Segment Start: Extract to read
Three-dimensional carbon nanotube architectures

3D carbon scaffolds

Recently, several studies have highlighted the prospect of using carbon nanotubes as building blocks to fabricate three-dimensional macroscopic (>100 nm in all three dimensions) all-carbon devices. Lalwani et al. have reported a novel radical initiated thermal crosslinking method to fabricate macroscopic, free-standing, porous, all-carbon scaffolds using single- and multi-walled carbon nanotubes as building blocks.[15] These scaffolds possess macro-, micro-, and nano- structured pores and the porosity can be tailored for specific applications. These 3D all-carbon scaffolds/architectures may be used for the fabrication of the next generation of energy storage, supercapacitors, field emission transistors, high-performance catalysis, photovoltaics, and biomedical devices and implants.[16]

Graphenated carbon nanotubes (g-CNTs)
Segment End: Extract to read
» **Problems to solve**
1. In the passage on 3D carbon scaffolds, what qualifies the all-carbon devices as macroscopic? Answer in one to three sentences.
2. Repeat everything from "Three-dimensional carbon nanotube" down to "carbon nanotubes (g-CNTs)" in the passage on 3D carbon scaffolds.
3. List every use that the passage on 3D carbon scaffolds gives for these all-carbon scaffolds and architectures.
Rely only on the text about carbon nanotube scaffolds.
Segment Start: Supplied information
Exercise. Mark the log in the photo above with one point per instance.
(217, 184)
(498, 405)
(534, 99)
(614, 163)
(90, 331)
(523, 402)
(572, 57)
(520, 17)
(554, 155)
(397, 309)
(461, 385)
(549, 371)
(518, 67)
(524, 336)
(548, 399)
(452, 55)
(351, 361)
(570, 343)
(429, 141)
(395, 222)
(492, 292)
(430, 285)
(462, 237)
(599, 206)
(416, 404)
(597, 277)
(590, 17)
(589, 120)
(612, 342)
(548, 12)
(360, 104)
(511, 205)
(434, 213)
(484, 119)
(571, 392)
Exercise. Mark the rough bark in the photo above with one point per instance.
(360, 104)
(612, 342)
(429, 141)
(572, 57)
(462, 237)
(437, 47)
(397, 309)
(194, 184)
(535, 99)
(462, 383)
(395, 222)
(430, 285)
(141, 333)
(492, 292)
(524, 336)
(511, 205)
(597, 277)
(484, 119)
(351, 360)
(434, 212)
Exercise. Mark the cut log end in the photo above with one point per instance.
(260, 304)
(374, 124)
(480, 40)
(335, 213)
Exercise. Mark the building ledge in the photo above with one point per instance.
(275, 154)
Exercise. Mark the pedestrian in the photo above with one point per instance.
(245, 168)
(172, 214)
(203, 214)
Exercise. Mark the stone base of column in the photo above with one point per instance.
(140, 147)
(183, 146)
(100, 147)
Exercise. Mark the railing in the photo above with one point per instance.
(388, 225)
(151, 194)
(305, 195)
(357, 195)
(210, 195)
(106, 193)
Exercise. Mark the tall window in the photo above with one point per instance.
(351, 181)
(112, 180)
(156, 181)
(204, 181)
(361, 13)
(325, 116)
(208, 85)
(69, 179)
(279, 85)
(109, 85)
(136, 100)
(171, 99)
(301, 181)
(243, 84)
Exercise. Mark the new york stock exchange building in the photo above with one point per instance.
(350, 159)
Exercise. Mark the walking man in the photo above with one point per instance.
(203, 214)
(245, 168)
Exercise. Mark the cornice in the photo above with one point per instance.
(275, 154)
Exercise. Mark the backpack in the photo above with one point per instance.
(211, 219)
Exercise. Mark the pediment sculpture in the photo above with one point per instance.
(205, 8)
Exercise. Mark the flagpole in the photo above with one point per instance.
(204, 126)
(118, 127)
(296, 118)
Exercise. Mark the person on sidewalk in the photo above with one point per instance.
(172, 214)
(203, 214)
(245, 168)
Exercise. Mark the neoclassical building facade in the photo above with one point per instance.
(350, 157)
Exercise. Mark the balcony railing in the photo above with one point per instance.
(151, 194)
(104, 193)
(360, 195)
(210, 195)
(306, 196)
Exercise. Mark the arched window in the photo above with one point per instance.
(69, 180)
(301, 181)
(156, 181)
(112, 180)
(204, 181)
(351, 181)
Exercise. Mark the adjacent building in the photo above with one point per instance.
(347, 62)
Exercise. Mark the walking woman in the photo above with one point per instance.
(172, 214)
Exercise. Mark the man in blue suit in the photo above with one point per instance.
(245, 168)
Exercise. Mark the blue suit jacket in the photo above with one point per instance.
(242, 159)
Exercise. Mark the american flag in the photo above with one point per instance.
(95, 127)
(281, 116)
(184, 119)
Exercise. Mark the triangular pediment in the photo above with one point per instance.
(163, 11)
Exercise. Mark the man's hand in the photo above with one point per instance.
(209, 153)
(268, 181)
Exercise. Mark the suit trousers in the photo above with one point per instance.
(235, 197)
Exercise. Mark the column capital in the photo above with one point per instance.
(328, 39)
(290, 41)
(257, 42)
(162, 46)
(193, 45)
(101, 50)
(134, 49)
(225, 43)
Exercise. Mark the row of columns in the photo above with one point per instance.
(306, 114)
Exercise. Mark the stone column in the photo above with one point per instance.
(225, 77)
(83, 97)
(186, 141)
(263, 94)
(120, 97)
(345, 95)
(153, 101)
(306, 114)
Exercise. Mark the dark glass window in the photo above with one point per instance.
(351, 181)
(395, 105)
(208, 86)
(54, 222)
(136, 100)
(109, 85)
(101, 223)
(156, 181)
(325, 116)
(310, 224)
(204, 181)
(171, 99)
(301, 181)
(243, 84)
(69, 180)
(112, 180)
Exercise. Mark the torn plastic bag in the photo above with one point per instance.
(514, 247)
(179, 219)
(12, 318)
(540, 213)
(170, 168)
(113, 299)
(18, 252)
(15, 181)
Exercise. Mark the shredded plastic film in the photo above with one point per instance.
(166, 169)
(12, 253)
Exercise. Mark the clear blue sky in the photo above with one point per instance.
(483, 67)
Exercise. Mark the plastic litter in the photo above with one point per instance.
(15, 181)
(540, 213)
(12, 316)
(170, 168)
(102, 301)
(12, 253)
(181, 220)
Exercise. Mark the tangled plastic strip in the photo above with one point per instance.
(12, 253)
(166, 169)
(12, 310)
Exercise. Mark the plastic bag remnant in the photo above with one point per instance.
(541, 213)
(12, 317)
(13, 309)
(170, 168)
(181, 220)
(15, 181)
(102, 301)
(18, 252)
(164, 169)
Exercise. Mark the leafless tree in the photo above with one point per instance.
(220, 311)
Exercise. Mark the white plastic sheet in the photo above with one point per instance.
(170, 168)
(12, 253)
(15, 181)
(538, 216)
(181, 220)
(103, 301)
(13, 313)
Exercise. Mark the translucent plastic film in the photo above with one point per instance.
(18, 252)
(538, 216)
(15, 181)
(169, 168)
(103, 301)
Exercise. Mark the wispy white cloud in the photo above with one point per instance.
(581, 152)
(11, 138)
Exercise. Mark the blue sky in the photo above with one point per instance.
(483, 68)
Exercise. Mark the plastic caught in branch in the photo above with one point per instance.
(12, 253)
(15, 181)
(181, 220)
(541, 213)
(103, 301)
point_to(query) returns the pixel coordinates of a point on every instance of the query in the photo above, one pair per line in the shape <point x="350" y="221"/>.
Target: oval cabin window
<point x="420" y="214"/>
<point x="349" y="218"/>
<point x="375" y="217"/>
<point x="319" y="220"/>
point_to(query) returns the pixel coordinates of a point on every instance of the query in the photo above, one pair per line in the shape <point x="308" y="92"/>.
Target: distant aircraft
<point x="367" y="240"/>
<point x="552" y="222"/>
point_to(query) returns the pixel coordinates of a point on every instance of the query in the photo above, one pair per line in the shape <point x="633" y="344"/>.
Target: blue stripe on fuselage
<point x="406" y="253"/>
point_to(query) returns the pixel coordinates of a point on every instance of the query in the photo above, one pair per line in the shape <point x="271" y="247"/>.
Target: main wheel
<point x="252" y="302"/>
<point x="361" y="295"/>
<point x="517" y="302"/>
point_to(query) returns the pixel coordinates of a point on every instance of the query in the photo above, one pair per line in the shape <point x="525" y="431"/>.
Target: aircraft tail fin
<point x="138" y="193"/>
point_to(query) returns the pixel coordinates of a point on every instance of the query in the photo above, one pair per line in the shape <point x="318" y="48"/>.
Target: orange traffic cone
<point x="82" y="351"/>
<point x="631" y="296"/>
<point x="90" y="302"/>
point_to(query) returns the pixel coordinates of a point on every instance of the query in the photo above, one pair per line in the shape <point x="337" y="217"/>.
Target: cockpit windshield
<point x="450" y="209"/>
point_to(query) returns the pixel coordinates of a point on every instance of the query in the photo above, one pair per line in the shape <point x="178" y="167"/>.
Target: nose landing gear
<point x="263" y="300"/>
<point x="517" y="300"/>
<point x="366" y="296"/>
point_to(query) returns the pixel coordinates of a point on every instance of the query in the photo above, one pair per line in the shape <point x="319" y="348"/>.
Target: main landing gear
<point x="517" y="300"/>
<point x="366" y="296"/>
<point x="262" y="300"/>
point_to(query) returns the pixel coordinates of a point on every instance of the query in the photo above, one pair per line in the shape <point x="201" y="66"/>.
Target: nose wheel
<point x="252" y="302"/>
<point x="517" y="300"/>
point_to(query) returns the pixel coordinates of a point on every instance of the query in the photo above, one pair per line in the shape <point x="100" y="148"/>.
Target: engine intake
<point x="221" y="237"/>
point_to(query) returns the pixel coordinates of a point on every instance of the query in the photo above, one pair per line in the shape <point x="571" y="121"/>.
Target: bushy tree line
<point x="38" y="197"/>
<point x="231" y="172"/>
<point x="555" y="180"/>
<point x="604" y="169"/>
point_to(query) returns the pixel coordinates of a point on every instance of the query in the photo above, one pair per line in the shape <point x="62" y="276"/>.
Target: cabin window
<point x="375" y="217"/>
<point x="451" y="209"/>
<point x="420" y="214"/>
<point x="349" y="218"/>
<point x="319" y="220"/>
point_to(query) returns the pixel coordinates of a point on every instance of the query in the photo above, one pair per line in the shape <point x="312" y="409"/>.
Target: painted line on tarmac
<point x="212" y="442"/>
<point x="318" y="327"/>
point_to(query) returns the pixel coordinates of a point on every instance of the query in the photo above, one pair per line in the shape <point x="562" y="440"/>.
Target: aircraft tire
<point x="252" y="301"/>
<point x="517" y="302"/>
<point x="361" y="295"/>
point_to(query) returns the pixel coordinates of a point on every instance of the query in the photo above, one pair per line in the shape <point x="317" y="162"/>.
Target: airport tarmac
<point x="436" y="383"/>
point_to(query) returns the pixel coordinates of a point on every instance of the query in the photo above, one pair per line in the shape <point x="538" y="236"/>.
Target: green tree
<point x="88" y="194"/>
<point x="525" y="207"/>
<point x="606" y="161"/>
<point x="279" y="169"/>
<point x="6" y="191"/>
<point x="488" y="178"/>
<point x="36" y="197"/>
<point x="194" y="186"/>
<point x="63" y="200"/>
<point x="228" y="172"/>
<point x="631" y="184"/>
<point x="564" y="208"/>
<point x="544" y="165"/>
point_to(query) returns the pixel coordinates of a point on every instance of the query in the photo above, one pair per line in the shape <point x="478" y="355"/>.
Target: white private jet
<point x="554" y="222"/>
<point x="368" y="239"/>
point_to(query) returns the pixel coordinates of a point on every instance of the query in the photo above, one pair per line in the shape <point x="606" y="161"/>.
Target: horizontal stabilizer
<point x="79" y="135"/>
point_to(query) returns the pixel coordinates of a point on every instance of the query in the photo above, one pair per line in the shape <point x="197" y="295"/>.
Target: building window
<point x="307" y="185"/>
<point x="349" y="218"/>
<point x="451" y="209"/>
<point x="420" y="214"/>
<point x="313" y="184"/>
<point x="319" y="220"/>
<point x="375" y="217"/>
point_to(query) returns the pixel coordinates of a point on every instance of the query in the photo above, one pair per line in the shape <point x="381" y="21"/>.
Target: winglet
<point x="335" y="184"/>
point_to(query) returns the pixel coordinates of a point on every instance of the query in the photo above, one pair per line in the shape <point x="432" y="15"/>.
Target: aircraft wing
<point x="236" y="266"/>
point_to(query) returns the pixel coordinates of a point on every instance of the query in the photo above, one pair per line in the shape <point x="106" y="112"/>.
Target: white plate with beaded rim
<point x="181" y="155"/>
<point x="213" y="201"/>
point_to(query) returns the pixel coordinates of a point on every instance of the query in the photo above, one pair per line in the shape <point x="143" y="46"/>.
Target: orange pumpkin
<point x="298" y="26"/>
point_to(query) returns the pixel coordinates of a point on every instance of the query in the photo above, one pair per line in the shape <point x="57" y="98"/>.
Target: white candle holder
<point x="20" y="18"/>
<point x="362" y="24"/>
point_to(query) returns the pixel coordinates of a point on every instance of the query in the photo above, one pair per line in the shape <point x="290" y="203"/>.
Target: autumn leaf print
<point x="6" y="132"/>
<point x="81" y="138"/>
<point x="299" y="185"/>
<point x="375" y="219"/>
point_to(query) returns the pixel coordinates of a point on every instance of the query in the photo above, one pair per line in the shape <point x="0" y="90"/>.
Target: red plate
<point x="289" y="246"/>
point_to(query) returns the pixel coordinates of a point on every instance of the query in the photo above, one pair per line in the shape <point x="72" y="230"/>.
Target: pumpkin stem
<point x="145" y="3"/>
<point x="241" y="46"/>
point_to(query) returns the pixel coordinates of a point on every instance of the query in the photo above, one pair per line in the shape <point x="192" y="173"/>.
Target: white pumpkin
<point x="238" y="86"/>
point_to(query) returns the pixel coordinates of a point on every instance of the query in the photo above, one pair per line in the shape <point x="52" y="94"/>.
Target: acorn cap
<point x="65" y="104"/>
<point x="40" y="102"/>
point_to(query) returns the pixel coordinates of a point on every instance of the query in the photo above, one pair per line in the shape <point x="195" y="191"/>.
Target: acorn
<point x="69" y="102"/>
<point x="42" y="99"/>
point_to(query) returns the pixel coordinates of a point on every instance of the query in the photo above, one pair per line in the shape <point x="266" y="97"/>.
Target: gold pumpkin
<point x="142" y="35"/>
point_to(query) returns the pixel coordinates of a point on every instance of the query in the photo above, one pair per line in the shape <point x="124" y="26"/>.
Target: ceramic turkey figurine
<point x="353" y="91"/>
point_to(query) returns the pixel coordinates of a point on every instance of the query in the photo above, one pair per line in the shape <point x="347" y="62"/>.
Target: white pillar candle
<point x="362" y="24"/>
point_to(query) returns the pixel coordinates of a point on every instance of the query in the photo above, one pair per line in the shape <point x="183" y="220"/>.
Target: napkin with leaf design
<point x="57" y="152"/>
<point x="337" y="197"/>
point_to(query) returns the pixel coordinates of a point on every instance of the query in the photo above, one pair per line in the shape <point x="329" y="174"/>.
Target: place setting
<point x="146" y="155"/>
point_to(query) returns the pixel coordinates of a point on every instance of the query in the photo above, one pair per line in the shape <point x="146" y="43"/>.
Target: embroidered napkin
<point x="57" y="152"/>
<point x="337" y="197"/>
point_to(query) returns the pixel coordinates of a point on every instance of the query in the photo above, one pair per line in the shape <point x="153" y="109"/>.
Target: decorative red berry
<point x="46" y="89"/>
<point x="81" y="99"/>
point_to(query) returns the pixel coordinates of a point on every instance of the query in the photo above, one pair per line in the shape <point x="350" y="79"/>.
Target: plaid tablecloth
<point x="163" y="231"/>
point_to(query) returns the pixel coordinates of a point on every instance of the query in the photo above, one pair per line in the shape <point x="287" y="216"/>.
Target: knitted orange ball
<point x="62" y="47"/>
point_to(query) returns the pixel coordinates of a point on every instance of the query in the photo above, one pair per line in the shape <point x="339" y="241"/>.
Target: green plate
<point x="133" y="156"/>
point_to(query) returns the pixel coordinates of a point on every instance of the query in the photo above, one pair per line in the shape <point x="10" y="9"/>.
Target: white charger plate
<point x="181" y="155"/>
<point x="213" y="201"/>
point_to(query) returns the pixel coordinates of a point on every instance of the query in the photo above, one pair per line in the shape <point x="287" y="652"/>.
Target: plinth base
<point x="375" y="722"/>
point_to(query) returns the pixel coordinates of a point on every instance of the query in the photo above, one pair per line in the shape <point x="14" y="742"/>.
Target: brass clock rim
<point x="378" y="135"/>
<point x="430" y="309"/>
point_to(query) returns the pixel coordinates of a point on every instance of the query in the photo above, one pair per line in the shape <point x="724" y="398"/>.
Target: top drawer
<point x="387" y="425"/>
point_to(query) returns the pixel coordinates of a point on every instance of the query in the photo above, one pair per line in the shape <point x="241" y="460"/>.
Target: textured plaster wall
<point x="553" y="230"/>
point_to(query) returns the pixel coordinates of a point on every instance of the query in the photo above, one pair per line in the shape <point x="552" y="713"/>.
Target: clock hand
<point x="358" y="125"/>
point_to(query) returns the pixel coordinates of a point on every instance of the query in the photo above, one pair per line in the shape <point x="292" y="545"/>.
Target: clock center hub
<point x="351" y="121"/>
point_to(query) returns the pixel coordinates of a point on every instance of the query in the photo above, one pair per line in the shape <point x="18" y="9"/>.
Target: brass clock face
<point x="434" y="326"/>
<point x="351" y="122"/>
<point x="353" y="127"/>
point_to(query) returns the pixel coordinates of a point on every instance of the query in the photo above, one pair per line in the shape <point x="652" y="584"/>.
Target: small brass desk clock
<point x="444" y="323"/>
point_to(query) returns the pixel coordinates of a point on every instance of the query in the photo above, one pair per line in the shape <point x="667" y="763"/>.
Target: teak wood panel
Segment End: Supplied information
» **Exercise answers**
1. The devices are macroscopic because they are larger than 100 nm in all three dimensions.

2.
Three-dimensional carbon nanotube architectures

3D carbon scaffolds

Recently, several studies have highlighted the prospect of using carbon nanotubes as building blocks to fabricate three-dimensional macroscopic (>100 nm in all three dimensions) all-carbon devices. Lalwani et al. have reported a novel radical initiated thermal crosslinking method to fabricate macroscopic, free-standing, porous, all-carbon scaffolds using single- and multi-walled carbon nanotubes as building blocks.[15] These scaffolds possess macro-, micro-, and nano- structured pores and the porosity can be tailored for specific applications. These 3D all-carbon scaffolds/architectures may be used for the fabrication of the next generation of energy storage, supercapacitors, field emission transistors, high-performance catalysis, photovoltaics, and biomedical devices and implants.[16]

Graphenated carbon nanotubes (g-CNTs)

3.
- Energy storage
- Supercapacitors
- Field emission transistors
- High-performance catalysis
- Photovoltaics
- Biomedical devices and implants